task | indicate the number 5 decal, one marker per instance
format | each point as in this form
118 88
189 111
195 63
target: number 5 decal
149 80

**TASK BRIEF**.
Please gather every line of the records above that contains the string "decal". Case counts.

**SOLVED PROBLEM**.
task | indicate the number 5 decal, one marker per instance
target: number 5 decal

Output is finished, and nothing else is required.